◆ **Your assignment**
Report every line in the listing below where the string "segment" shows up.

◆ **Source material**
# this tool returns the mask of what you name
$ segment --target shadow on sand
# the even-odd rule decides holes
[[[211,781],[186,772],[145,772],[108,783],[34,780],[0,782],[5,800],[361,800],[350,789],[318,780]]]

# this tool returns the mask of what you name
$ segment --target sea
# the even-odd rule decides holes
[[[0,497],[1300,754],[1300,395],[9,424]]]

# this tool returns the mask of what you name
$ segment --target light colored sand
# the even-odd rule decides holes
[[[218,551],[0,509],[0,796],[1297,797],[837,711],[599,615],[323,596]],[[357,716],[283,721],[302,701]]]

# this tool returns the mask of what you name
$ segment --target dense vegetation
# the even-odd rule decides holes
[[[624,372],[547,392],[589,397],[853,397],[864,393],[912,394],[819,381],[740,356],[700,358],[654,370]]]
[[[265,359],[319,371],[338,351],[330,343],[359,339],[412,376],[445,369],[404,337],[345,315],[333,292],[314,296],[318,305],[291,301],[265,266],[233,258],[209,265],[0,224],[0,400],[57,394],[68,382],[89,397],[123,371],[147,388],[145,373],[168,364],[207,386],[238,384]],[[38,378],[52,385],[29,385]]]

◆ **Exercise output**
$ segment --target shadow on sand
$ segment --target sea
$ segment --target light colored sand
$ segment --target dense vegetation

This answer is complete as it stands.